Wednesday, June 11, 2008

AWC Facility ... dated June 2008

AWC, primarily engaged in integrated facility management (IFM) and M&E engineering services, provided the centralised waste collection system for the Prime Minister’s residence and office in Putrajaya and Singapore Changi Airport Terminal 3. It has a 20 years’ experience in building automation and air-conditioning system controls as its competitive advantage.

What’s NEXT!

Facility management outfit AWC Facility Solutions Bhd aims to go full steam in the Middle East market by January 2009 after the completion of its current restructuring exercise.

It is looking to tap into the Middle Eastern mechanical and electrical (M&E) engineering services market either via a local partnership or a standalone venture to market our automated vacuum waste collection system - Stream - to that region.

The firm would also focus on the Singaporean M&E business market by riding on the country’s strong construction demand, specifically commercial, industrial and high-rise residential buildings.

Instructions.
1. In the AWC Facility text, turn the paragraph beginning "AWC, primarily engaged in" into a short bulleted list that keeps its main facts.
2. According to the AWC Facility text, by what date does the company aim to go full steam in the Middle East market?
3. Write a further paragraph for the AWC Facility text that picks up after its final sentence about the Singaporean M&E market.
The records that follow the AWC Facility text come from a separate source.

(Position identification records)

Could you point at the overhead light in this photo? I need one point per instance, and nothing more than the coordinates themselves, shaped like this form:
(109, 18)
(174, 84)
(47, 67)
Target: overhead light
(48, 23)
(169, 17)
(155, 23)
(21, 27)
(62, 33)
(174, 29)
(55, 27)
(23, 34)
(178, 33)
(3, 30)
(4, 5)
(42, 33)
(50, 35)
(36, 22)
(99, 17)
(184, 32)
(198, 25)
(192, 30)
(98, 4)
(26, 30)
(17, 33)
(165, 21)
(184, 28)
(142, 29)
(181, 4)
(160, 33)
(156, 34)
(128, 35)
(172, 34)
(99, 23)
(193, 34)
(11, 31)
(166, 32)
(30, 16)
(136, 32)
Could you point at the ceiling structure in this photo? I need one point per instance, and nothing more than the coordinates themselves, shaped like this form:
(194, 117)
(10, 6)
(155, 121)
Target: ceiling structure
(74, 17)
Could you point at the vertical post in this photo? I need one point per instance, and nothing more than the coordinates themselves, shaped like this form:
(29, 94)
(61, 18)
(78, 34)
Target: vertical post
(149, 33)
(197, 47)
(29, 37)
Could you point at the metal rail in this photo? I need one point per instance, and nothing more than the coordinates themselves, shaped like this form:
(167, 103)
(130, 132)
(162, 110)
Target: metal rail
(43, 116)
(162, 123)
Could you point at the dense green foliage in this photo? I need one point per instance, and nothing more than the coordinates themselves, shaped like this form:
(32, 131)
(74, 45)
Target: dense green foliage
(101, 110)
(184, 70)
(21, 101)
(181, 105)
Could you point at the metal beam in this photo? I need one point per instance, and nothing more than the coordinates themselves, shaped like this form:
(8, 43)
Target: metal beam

Exercise responses.
1.
- AWC mainly provides integrated facility management (IFM) and M&E engineering services.
- It supplied the centralized waste collection system for the Prime Minister's residence and office in Putrajaya.
- It also supplied one for Singapore Changi Airport Terminal 3.
- Its competitive advantage is 20 years' experience in building automation and air-conditioning system controls.

2. By January 2009, once its current restructuring exercise is complete.

3.
According to an analyst, the firm’s M&E engineering business has a strong market presence locally, and it has undertaken works in 70% of Klang Valley buildings in the past 10 years.

AWC was currently undergoing the second and implementation stage of its restructuring exercise and expected the revamp to reach completion by the end of this year (2008).

AWC will incur restructuring and other related costs, with its M&E services’ order book thinning, but the management is confident that it will capture more market share next year (2009).

Financial Results …

The firm slipped into the red for its second quarter ended Dec 31, 2007 (2QFY08), even though turnover increased 3% to RM27.8 million from RM27 million a year earlier due to lower margins of certain businesses in its M&E division.
AWC’s net profit for the fiscal year ended June 30, 2007 (FY07), rose 24% to RM6.2 million from RM5 million the previous year due mainly to the inclusion of Infinite QL Sdn Bhd.

Revenue grew 24% to RM107.2 million from RM86.5 million a year ago, while net cash from operations jumped to RM22.9 million from RM2.6 million. Long-term debt narrowed to RM2.7 million from RM3.2 million.

AWC’s IFC division, which derives most of its revenue from public contracts to maintain buildings and facilities, also enjoys a stable stream of revenue that provides recurring cash flow.

The division currently holds a 10-year concession agreement, which will end 2008 with a renewal option for another five years, to maintain federal government buildings in Johor, Melaka, Negeri Sembilan and Sarawak.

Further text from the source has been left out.